┏━━

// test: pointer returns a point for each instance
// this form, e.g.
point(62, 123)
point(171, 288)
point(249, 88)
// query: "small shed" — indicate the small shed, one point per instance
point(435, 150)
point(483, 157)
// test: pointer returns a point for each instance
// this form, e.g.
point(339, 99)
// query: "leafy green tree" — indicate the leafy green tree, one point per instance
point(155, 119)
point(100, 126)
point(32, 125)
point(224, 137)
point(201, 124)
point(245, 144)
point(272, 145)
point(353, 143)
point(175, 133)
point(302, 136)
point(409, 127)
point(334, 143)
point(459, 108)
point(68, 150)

┗━━

▶ **OBJECTIVE**:
Rewrite the records above from their first line through the line containing "point(483, 157)", both ends included, and output only that part. Keep every request line unchanged, including its sample points, and multiply each answer point's coordinates by 1.75, rounding to whole numbers with halves rounded up.

▶ **ANSWER FOR THE TASK**:
// test: pointer returns a point for each instance
// this form, e.g.
point(62, 123)
point(171, 288)
point(249, 88)
// query: "small shed" — indicate the small shed, one point per instance
point(761, 263)
point(845, 275)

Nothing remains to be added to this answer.